[BEGIN]
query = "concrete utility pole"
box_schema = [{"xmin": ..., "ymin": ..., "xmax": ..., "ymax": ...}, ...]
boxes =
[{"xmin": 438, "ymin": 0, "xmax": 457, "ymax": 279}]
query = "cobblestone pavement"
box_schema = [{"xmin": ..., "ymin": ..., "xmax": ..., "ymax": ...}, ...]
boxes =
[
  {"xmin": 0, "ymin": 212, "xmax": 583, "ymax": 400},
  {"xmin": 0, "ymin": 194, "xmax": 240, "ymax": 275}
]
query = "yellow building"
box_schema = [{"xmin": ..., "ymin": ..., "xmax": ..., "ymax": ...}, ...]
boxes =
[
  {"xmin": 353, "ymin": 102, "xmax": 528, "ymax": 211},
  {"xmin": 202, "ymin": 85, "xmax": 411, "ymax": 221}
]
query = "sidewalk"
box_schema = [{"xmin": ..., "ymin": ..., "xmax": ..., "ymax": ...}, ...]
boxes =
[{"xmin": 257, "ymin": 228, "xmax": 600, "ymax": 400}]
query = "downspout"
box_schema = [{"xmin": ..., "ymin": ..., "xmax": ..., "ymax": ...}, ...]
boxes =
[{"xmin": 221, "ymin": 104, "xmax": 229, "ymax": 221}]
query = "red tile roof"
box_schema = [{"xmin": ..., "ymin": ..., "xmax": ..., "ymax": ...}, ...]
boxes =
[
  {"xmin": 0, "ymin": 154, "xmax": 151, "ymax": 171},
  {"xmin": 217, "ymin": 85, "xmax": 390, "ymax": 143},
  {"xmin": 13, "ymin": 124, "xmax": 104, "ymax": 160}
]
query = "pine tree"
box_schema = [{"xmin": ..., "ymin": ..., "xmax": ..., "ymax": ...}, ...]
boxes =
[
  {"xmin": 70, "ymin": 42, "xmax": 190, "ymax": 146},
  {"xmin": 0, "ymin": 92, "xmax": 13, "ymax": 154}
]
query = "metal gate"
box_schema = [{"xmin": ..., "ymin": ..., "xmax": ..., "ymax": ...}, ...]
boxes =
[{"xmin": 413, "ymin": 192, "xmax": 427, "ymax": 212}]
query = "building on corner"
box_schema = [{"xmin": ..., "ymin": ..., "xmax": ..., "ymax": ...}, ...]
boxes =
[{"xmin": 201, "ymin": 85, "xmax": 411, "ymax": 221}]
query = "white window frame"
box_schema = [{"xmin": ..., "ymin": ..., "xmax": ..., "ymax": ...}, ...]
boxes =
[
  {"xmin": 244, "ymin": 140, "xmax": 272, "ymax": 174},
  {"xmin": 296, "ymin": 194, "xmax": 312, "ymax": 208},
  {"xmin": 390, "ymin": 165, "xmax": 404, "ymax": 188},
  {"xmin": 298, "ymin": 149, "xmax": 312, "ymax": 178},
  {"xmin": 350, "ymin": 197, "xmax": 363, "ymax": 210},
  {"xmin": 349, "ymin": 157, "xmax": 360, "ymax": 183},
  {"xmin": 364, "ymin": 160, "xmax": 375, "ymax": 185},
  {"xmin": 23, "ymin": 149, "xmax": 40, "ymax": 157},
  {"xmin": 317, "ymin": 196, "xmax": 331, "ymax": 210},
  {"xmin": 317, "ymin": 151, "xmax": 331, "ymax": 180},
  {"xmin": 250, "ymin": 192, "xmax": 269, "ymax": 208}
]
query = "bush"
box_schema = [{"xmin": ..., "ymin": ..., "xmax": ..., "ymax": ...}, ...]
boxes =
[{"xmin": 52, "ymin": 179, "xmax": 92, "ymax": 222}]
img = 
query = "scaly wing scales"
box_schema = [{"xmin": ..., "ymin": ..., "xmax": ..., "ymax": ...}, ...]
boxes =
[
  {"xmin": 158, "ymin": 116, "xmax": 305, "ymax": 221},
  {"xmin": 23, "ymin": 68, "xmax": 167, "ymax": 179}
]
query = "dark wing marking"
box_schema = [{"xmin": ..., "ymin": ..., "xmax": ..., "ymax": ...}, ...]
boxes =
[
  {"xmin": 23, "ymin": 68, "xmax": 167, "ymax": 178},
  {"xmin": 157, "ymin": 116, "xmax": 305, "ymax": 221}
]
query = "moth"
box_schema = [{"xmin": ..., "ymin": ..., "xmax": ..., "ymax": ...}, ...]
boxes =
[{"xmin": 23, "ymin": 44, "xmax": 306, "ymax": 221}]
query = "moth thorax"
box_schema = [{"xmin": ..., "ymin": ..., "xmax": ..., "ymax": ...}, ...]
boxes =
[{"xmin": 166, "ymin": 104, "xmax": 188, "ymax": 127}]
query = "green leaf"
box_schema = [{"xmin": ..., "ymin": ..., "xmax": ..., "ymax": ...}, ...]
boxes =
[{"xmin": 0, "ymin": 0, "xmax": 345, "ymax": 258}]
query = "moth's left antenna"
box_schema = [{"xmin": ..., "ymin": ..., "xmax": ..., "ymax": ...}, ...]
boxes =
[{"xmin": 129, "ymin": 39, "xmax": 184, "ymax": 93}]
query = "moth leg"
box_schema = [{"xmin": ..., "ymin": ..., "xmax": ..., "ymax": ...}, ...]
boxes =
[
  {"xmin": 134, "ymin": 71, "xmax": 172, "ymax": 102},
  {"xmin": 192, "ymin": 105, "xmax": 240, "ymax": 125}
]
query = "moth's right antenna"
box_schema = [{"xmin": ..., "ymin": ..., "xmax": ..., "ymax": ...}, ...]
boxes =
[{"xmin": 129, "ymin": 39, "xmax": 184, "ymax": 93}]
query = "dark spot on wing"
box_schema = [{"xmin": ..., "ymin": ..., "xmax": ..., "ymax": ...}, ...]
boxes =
[END]
# Objective
Show every line of the listing above that contains the word "dark".

# Solution to this task
query = "dark wing marking"
query = "dark spot on wing"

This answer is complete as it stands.